TEXT SECTION:

Cartagena sits on the Caribbean coast of South America, a major trading port with rich history, and is among the most popular destinations in Latin America.
The Old Walled City of Cartagena is a UNESCO World Heritage site that has incredible architecture, with churches, palaces, and ancient stone gates which allow entrance to the center, while laid-back bohemian neighborhoods are vibrant and colorful with street art, craft shopping, and fantastic food.
There are beaches in Cartagena too. The seafront area known as Bocagrande is awash with modern skyscrapers, restaurants, clubs, and art galleries and is fast becoming a Latin American tourist hotspot, while outlying islands accessed by boat offer diving, nature walks, and plenty of relaxation.
Cartagena might remind you of Havana, the charming capital of Cuba.
Things to do in Cartagena
- Things to do in Cartagena
- Discover Castillo de San Felipe de Barajas
- Browse Artefacts at Museo del Oro Zenú
- Wander Cartagena’s Old Walled City
- Walk around on the top of the Old City wall.
- A Trip to Playa Blanca
- Learn how to Salsa Dance
- Take a portrait of a Palenquera (and buy their fresh fruit)

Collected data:
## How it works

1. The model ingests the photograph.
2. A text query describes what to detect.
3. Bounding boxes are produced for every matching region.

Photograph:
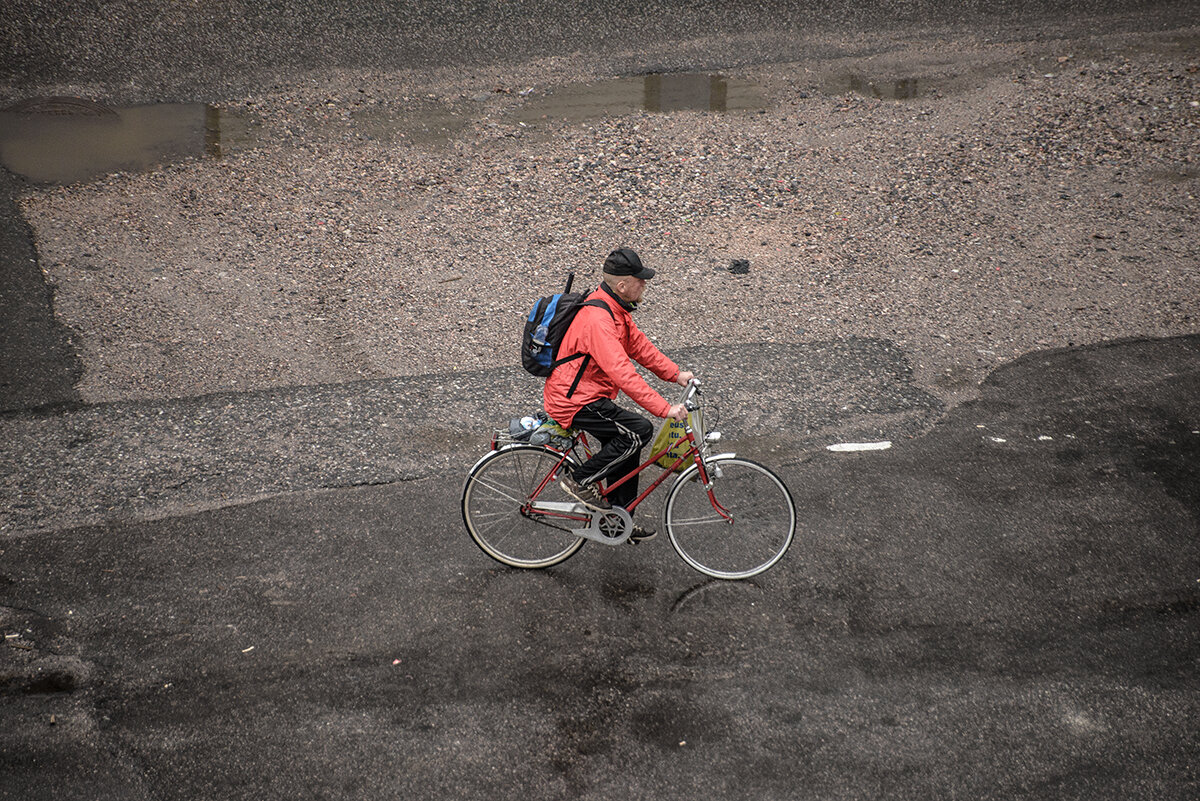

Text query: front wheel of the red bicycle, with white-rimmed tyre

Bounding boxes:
[664,456,796,579]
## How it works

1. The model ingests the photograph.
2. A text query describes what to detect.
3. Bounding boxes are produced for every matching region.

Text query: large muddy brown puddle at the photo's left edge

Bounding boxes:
[0,98,247,183]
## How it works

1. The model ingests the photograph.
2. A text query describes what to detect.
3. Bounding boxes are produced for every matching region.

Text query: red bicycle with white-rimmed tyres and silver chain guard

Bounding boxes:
[462,379,796,579]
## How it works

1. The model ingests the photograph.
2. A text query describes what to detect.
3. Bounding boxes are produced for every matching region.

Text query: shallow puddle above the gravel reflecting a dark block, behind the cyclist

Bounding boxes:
[516,72,767,122]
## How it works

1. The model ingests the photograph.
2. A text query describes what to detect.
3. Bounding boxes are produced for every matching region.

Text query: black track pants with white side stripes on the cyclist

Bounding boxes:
[571,398,654,507]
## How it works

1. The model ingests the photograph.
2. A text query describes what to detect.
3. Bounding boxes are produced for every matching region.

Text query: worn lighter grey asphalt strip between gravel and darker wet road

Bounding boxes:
[0,339,943,535]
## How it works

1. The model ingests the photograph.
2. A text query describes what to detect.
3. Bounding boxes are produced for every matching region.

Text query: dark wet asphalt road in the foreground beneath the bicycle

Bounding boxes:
[0,336,1200,801]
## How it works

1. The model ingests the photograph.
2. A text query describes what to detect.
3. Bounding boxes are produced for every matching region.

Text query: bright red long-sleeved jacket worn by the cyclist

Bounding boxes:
[542,284,679,426]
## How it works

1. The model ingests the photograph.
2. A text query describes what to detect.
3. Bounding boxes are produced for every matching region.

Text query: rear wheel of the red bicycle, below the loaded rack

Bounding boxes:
[462,445,586,568]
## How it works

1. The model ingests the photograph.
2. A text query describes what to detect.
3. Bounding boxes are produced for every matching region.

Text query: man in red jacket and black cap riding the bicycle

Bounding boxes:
[542,247,692,543]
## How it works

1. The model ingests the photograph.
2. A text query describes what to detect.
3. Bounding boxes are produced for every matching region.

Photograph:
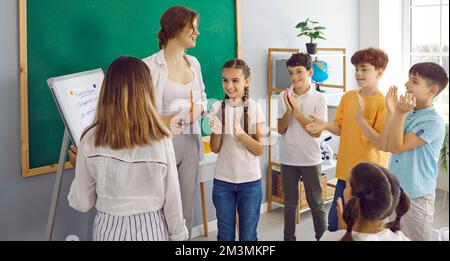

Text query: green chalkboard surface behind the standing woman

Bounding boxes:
[26,0,238,174]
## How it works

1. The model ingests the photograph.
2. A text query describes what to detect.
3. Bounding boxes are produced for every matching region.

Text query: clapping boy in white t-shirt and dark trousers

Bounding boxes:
[278,53,327,241]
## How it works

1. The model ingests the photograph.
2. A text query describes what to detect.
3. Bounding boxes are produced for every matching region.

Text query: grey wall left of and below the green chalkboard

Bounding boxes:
[0,0,95,240]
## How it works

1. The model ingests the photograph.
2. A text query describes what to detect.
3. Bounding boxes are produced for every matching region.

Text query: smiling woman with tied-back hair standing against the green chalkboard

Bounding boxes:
[143,6,207,238]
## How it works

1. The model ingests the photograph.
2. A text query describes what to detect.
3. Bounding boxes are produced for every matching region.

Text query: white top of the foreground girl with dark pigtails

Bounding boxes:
[320,228,410,241]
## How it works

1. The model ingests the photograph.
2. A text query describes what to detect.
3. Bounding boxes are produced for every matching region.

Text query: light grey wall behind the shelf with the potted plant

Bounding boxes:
[241,0,360,201]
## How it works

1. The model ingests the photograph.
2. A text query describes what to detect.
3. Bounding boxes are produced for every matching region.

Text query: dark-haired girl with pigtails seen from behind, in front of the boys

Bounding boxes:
[322,162,410,241]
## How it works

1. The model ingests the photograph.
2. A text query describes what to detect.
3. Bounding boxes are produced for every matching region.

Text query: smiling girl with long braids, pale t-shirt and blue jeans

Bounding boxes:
[210,59,265,241]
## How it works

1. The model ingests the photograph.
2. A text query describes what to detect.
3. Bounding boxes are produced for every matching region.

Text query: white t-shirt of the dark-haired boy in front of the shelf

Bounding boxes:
[278,86,327,166]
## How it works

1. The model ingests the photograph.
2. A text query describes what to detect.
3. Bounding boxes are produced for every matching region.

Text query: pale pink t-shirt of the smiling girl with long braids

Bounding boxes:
[210,99,265,184]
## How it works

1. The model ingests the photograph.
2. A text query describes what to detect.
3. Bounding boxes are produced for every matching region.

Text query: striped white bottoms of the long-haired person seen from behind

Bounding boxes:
[92,209,169,241]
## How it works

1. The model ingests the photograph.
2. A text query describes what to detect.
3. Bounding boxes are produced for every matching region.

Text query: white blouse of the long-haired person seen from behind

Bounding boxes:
[68,128,188,240]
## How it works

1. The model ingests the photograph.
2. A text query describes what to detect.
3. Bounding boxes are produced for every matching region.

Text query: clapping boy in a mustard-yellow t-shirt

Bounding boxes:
[306,48,388,231]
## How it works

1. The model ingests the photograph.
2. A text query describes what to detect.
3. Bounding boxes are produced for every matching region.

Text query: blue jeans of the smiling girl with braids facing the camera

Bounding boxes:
[213,179,262,241]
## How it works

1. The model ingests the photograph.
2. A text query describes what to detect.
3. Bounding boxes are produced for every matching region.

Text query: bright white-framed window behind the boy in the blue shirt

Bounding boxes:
[404,0,449,122]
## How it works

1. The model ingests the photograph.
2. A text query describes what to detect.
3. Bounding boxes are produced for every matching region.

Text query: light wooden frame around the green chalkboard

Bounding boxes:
[19,0,242,177]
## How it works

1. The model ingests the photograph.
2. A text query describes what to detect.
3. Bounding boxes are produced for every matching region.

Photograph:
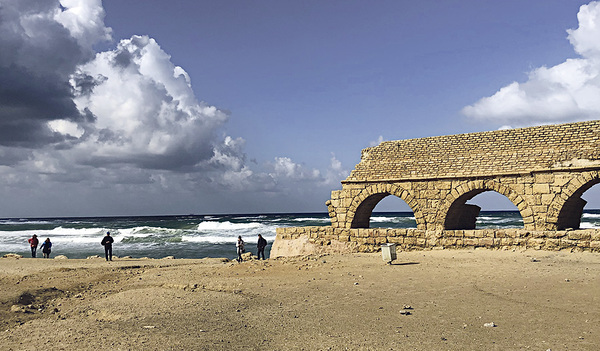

TASKS TO PERFORM:
a. Return, word for word, the stretch of the Cartagena text from "The Old Walled" through "Old City wall.".
b. Supply the next part of the Cartagena text, beginning right after its final line.

ANSWERS BELOW:
a.
The Old Walled City of Cartagena is a UNESCO World Heritage site that has incredible architecture, with churches, palaces, and ancient stone gates which allow entrance to the center, while laid-back bohemian neighborhoods are vibrant and colorful with street art, craft shopping, and fantastic food.
There are beaches in Cartagena too. The seafront area known as Bocagrande is awash with modern skyscrapers, restaurants, clubs, and art galleries and is fast becoming a Latin American tourist hotspot, while outlying islands accessed by boat offer diving, nature walks, and plenty of relaxation.
Cartagena might remind you of Havana, the charming capital of Cuba.
Things to do in Cartagena
- Things to do in Cartagena
- Discover Castillo de San Felipe de Barajas
- Browse Artefacts at Museo del Oro Zenú
- Wander Cartagena’s Old Walled City
- Walk around on the top of the Old City wall.

b.
- Shop at Mercado Bazurto
- Climb Aboard the Party Bus
- Visit the Palace of the Inquisition
- Take a Street Food Tour
- Spend time in Getsemani Neighbourhood
- Enjoy the sunset from Cafe Del Mar
- Best Day Trips from Cartagena
- Where to Eat in Cartagena
- Where to Stay in Cartagena
- Best Time to Visit Cartagena
- Getting to Cartagena
- Getting Around Cartagena
There’s much to see and do in Cartagena, aside from visiting historical sites and learning about the city’s history.
You can visit the small gold museum, sample delicious street food, shop for emerald jewelry, see colorful architecture, and venture to parts unknown on a day excursion! Here are a few ideas to start off your itinerary.
Discover Castillo de San Felipe de Barajas
The castle commands a strategic location atop a hill in San Lázaro
just outside the Old City of Cartagena. The fortress was built by the Spanish to ward off future invaders arriving from the sea, and unsurprisingly was never taken despite many attempts.
The foreboding fortress has been involved in many battles throughout the past centuries, and in its early days, it housed over 200 soldiers.
Walk through the grand entrance to gain amazing vistas from the ramparts while learning about the history behind the walls, explore the maze of tunnels below, or stay for one of the many cultural events held here.
Browse Artefacts at Museo del Oro Zenú
Although the capital Bogotá boasts the country’s main Gold Museum, Cartagena has a smaller one, but it’s just as interesting.
The building displays an interesting collection of pottery and gold artistry from the Zenú people, an indigenous group who lived in the region prior to the Spanish conquest.
It showcases their works and gives tourists an insight into the people, their culture, and their craft curated in a limited, yet, beautiful display of artifacts.
Wander Cartagena’s Old Walled City
Many days can be spent wandering the winding streets of Cartagena’s Old Town.
Brightly painted houses decorated with plants and flowers, make way for colonial architecture and leafy squares with live music and dancing at sunset.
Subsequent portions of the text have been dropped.